(Recorded data)
::::::
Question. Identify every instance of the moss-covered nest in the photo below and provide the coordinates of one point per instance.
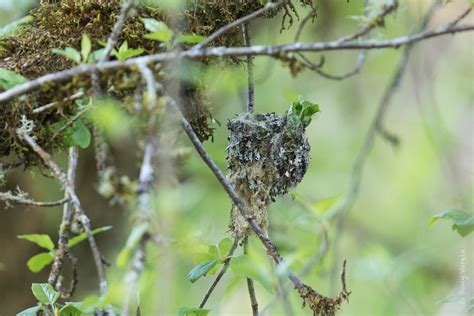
(267, 154)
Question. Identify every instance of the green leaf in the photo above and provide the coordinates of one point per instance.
(463, 222)
(301, 112)
(190, 39)
(41, 240)
(133, 239)
(32, 311)
(44, 293)
(187, 311)
(129, 53)
(9, 79)
(74, 241)
(70, 310)
(159, 30)
(77, 135)
(246, 266)
(15, 26)
(69, 52)
(86, 47)
(202, 269)
(39, 261)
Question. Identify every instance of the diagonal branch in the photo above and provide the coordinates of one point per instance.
(231, 51)
(317, 302)
(68, 187)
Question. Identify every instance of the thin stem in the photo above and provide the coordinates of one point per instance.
(219, 276)
(231, 51)
(62, 178)
(250, 287)
(250, 83)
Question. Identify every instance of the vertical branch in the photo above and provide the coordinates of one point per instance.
(220, 275)
(62, 178)
(64, 230)
(251, 288)
(250, 83)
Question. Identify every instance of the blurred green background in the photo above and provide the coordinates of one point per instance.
(397, 263)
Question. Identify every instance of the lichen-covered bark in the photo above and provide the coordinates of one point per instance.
(267, 155)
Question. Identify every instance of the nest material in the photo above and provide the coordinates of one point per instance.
(267, 155)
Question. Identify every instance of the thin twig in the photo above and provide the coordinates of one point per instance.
(58, 103)
(312, 298)
(231, 51)
(219, 276)
(250, 287)
(250, 83)
(376, 127)
(62, 178)
(267, 7)
(64, 229)
(11, 198)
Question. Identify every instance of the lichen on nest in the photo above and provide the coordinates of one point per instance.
(267, 155)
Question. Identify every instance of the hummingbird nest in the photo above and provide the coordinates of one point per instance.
(267, 155)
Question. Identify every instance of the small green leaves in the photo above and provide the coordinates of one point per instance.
(39, 261)
(202, 269)
(32, 311)
(301, 112)
(69, 52)
(44, 293)
(187, 311)
(41, 240)
(70, 310)
(9, 79)
(86, 46)
(463, 222)
(77, 135)
(159, 31)
(125, 53)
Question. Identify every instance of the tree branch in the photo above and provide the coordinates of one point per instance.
(62, 178)
(232, 51)
(224, 268)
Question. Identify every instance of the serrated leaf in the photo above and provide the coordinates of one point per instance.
(190, 39)
(74, 241)
(32, 311)
(44, 293)
(41, 240)
(133, 239)
(244, 266)
(77, 135)
(69, 53)
(202, 269)
(39, 261)
(463, 222)
(192, 311)
(9, 79)
(86, 47)
(129, 53)
(159, 31)
(70, 310)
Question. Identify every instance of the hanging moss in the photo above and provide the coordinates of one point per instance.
(267, 155)
(60, 24)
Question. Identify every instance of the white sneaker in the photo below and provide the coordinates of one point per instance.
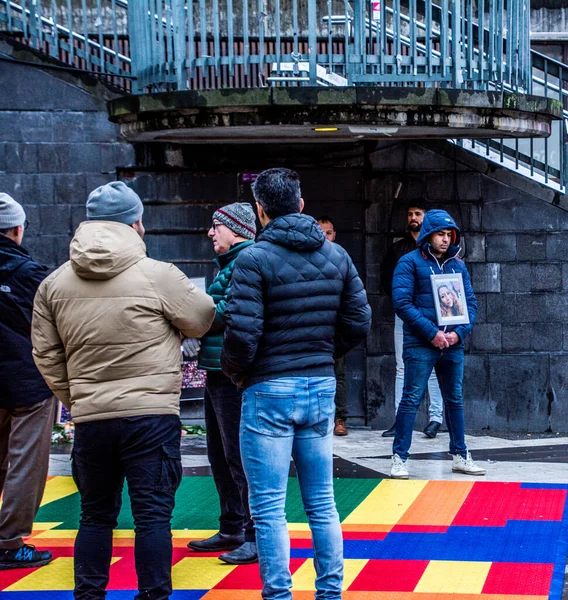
(466, 465)
(398, 468)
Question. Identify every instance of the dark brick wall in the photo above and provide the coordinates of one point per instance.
(515, 249)
(56, 145)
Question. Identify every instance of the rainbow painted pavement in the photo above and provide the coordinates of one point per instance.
(404, 540)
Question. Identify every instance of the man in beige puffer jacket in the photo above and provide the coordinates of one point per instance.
(106, 337)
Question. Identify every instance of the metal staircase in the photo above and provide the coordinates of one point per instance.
(160, 45)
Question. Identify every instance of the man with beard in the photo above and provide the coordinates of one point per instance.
(415, 215)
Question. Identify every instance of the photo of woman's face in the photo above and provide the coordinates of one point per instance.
(446, 298)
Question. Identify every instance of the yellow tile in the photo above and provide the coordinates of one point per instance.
(453, 577)
(351, 569)
(199, 573)
(386, 504)
(57, 488)
(193, 534)
(304, 578)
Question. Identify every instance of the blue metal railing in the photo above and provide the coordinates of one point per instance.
(175, 41)
(91, 38)
(183, 44)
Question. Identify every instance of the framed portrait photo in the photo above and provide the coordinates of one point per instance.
(449, 299)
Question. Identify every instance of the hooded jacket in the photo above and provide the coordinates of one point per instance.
(211, 344)
(296, 302)
(412, 295)
(106, 326)
(20, 382)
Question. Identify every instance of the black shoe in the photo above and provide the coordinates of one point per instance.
(219, 541)
(432, 429)
(243, 555)
(24, 557)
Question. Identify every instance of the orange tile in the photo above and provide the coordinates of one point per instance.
(438, 503)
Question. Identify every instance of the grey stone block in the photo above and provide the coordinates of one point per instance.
(531, 247)
(380, 391)
(486, 338)
(501, 247)
(116, 155)
(179, 248)
(55, 219)
(36, 126)
(164, 218)
(557, 246)
(20, 158)
(34, 189)
(516, 337)
(506, 209)
(381, 338)
(557, 406)
(501, 308)
(69, 126)
(542, 307)
(476, 391)
(475, 245)
(519, 386)
(486, 277)
(70, 188)
(516, 277)
(546, 277)
(10, 126)
(546, 337)
(97, 128)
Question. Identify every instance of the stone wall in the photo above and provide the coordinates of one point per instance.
(515, 241)
(56, 145)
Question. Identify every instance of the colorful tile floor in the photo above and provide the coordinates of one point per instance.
(404, 540)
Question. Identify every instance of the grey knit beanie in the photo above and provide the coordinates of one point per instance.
(11, 212)
(238, 217)
(114, 201)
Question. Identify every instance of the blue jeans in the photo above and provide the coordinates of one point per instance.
(292, 416)
(146, 451)
(436, 401)
(418, 364)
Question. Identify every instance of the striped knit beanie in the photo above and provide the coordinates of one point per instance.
(238, 217)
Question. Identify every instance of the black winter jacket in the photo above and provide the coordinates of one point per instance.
(296, 303)
(20, 382)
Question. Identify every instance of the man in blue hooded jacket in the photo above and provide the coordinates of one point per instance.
(427, 345)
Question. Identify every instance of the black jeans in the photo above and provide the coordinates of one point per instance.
(223, 417)
(146, 451)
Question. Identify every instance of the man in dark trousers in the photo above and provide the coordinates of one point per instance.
(26, 403)
(415, 216)
(296, 303)
(106, 337)
(340, 428)
(233, 229)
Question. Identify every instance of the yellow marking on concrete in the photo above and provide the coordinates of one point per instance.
(304, 578)
(453, 577)
(57, 488)
(386, 504)
(199, 573)
(351, 570)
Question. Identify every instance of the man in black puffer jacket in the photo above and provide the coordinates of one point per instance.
(26, 403)
(296, 303)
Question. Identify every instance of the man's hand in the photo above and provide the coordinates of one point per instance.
(190, 347)
(440, 341)
(452, 337)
::::::
Task to carry out:
Repeat the entries exactly. Any picture is to be left out.

Answer for the task:
Question. Identify every instance of the moss-covered nest in the photo below and provide the coordinates of one point per instance.
(267, 154)
Question. Identify every instance of the green leaf in the photo above and provide the coordinates of one point per instance.
(463, 222)
(301, 112)
(190, 39)
(41, 240)
(133, 239)
(32, 311)
(44, 293)
(187, 311)
(129, 53)
(9, 79)
(74, 241)
(70, 310)
(159, 30)
(77, 135)
(246, 266)
(15, 26)
(69, 52)
(86, 47)
(202, 269)
(39, 261)
Question. Identify every instance of the diagonal branch in the photo above and provide the coordinates of one point per instance.
(231, 51)
(317, 302)
(68, 187)
Question. Identify every instance of the thin stem in the photo above and provide the coordinates of one point per instance.
(219, 276)
(231, 51)
(62, 178)
(250, 287)
(250, 83)
Question. Identify every instance of the vertical branch in the photo above and provide the coordinates of one point per instance.
(220, 275)
(62, 178)
(64, 230)
(251, 288)
(250, 83)
Question. Identify every instance of the blurred green background in the photo above and provide the coordinates of one point per instance.
(397, 263)
Question. Identify every instance of the lichen-covered bark in the photo above and provide the coordinates of one point per instance.
(267, 155)
Question. Identify every instance of the nest material in the photo above and provide the coordinates of one point per instance.
(267, 155)
Question. Identify every instance of the thin twig in the photo above and provide the coordinates of one point per instance.
(58, 103)
(312, 298)
(231, 51)
(219, 276)
(250, 287)
(250, 83)
(376, 127)
(62, 178)
(267, 7)
(64, 229)
(11, 198)
Question. Identify every instance of the lichen on nest in the photo above and provide the coordinates of one point per instance.
(267, 155)
Question. Identify every instance of the hummingbird nest in the photo above and provide the coordinates of one point per instance.
(267, 155)
Question. Identify every instance of the small green leaves in the photo above and provide the coordinates of one point per instance.
(39, 261)
(202, 269)
(32, 311)
(301, 112)
(69, 52)
(44, 293)
(187, 311)
(41, 240)
(70, 310)
(9, 79)
(86, 46)
(463, 222)
(77, 135)
(159, 31)
(125, 53)
Question. Identify every instance of the tree branch in the photo above and provide the coordinates of one point per instance.
(62, 178)
(232, 51)
(224, 268)
Question. Identify every instance of the serrated leaf in the photo above and provide the coordinates of one point per instance.
(190, 39)
(74, 241)
(32, 311)
(44, 293)
(41, 240)
(133, 239)
(244, 266)
(77, 135)
(69, 53)
(202, 269)
(39, 261)
(463, 222)
(192, 311)
(9, 79)
(86, 47)
(129, 53)
(159, 31)
(70, 310)
Question. Identify every instance of the hanging moss in the photo above and provide the coordinates of one point per instance.
(267, 155)
(60, 24)
Question. Identify every instance of the white sneaker in the photo below and provide the coordinates of one point per instance.
(466, 465)
(398, 468)
Question. Identify every instance of the dark brick wall in the photo above and provide the coordinates of one point per instance.
(515, 249)
(56, 145)
Question. Identify every instance of the rainbow painted pavement in the photo above and provide the coordinates of one point per instance.
(404, 540)
Question. Identify every instance of the man in beige puffer jacket in the photo above and provide the coordinates of one point per instance.
(106, 337)
Question. Identify every instance of the metal staircase in the photo above and provide the coordinates of one point per instance.
(160, 45)
Question. Identify every instance of the man with beard in the photo above and provide the coordinates of one point per instance.
(415, 215)
Question. Identify every instance of the photo of woman's face in the photo above and provide the coordinates of one point per instance.
(446, 298)
Question. Identify every instance of the yellow tile in the photo above and provide the coordinates of one point per instance.
(453, 577)
(351, 569)
(199, 573)
(386, 504)
(57, 488)
(193, 534)
(304, 578)
Question. Identify every instance of the blue metal railing in the photo above and provide the coordinates of one point per instance.
(175, 41)
(91, 38)
(183, 44)
Question. Identify every instance of the framed portrait photo in the photo above and provide the coordinates of one point per instance.
(449, 299)
Question. Identify every instance of the hooded jacket in the photo above and provide the coordinates of one point per instance.
(211, 344)
(296, 302)
(412, 295)
(106, 326)
(20, 382)
Question. Identify every instance of the black shoe in the photo above and provide the coordinates of one point per instance.
(219, 541)
(432, 429)
(243, 555)
(24, 557)
Question. Identify every instance of the orange tile in the photo above and provide the coordinates of one point per instance.
(438, 503)
Question. Identify every instance of the grey stone block in the photo above and provide the coordinates of one point per instance.
(531, 247)
(380, 391)
(486, 338)
(501, 247)
(116, 155)
(179, 248)
(55, 219)
(36, 126)
(164, 218)
(557, 246)
(20, 158)
(34, 189)
(516, 337)
(506, 209)
(381, 338)
(557, 406)
(501, 308)
(69, 126)
(542, 307)
(476, 391)
(475, 245)
(519, 386)
(486, 277)
(70, 188)
(516, 277)
(546, 277)
(10, 126)
(546, 337)
(97, 128)
Question. Identify every instance of the stone wall in the photo above and provide the coordinates of one point per instance.
(515, 241)
(56, 145)
Question. Identify every instance of the colorful tile floor in the photo above and provide the coordinates of one point per instance.
(404, 540)
Question. Identify every instance of the grey knit beanie in the photo above and provide the coordinates of one point per instance.
(11, 212)
(238, 217)
(114, 201)
Question. Identify every instance of the blue jeans in the photo above and provide the coordinates of one point per instance.
(292, 416)
(146, 451)
(436, 401)
(418, 364)
Question. Identify every instance of the striped knit beanie in the photo above and provide the coordinates of one point per instance.
(238, 217)
Question. Identify every instance of the black winter jacket in the photo above and provide the coordinates of one point per instance.
(296, 303)
(20, 382)
Question. Identify every instance of the man in blue hooded jacket in the photo above and provide the coordinates of one point per instance.
(427, 345)
Question. Identify every instance of the black jeans in the photo above and provide the coordinates of one point per instance.
(223, 417)
(146, 451)
Question. Identify every instance of the man in dark trousers in the photo above and provide the coordinates of one point per instance.
(26, 403)
(415, 216)
(296, 303)
(106, 337)
(340, 428)
(233, 229)
Question. Identify every instance of the yellow marking on concrete in the photo above and provide the coordinates of one point per instance.
(304, 578)
(453, 577)
(57, 488)
(386, 504)
(199, 573)
(351, 570)
Question. Identify every instance of the man in black puffer jacket in the photo above and provide the coordinates of one point per instance.
(26, 403)
(296, 303)
Question. Identify every instance of the man's hand in the photo above and provide the coordinates of one point per instance.
(190, 347)
(440, 341)
(452, 337)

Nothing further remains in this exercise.